== Directive 1 ==
In the text on the 2008 Olympic women's team table tennis event below, check whether each statement agrees with it, answering yes or no and quoting the deciding words: (a) Each team had four members. (b) The third game of every match was a doubles game. (c) The seeding was based on the ITTF July 2008 world ranking.
== Directive 2 ==
In the text on the 2008 Olympic women's team table tennis event below, on what date were the teams drawn into groups?

== Text section ==
* * * * * * *

- Venue: Peking University Gymnasium
- Date: August 13 to August 17, 2008
- Competitors: 48 from 16 nations
- Teams: 16

Medalists
- 1st place, gold medalist(s):  / Guo Yue Wang Nan Zhang Yining / China
- 2nd place, silver medalist(s):  / Feng Tianwei Li Jiawei Wang Yuegu / Singapore
- 3rd place, bronze medalist(s):  / Dang Ye-Seo Kim Kyung-Ah Park Mi-Young / South Korea

= Table tennis at the 2008 Summer Olympics – Women's team =

The women's team table tennis event was part of the table tennis programme and took place between August 13 and 17 at the Peking University Gymnasium. Teams consisted of three members. The sixteen teams were divided into four groups of four teams each, playing a round-robin within their pool. The top team in each pool advanced to the semifinals, with the second-place team from each group going to the bronze medal playoffs. The two semifinal winners met in the gold medal match, while the two semifinal losers each played against one of the winners from the bronze medal playoffs, with the winners of those games meeting in the bronze medal match.

Each match consisted of up to five games, with the first team to win three being declared the winner. The first two games in each match were singles, the third was doubles, and the final two were singles again. Each team member competed in two of the five games, according to a set rotation.

==Schedule==
All times are China Standard Time (UTC+8).

Dates: Start time; Round
August 13: 10:00; Group A and B 1st group round (1–3, 2–4)
14:30: Group C and D 1st group round (1–3, 2–4)
19:30: Group A and B 2nd group round (1–4, 2–3)
August 14: 10:00; Group C and D 2nd group round (1–4, 2–3)
14:30: Group A and B 3rd group round (1–2, 3–4)
19:30: Group C and D 3rd group round (1–2, 3–4)
August 15: 9:00; Bronze playoff 1st round
14:30: Semifinals
19:30
August 16: 10:00; Bronze playoff 2nd round
August 17: 14:30; Bronze medal match
19:30: Gold medal match

==Seeds==
Team ranking list was produced on the basis of the ITTF July 2008 world ranking. Only the players qualified from each team were taking into consideration to establish the ranking. Teams were drawn into four groups on August 7. Injured or sick athletes could be replaced by alternates. The alternates could only compete in the team event, the replaced athletes were not allowed to compete again at the 2008 Summer Olympics.

* * * * * * *

== Given data ==
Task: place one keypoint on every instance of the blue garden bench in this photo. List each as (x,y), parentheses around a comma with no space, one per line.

* * * * * * *

== Exercise response 1 ==
(a) No: "Teams consisted of three members."
(b) Yes: "the third was doubles"
(c) Yes: "Team ranking list was produced on the basis of the ITTF July 2008 world ranking."

== Exercise response 2 ==
August 7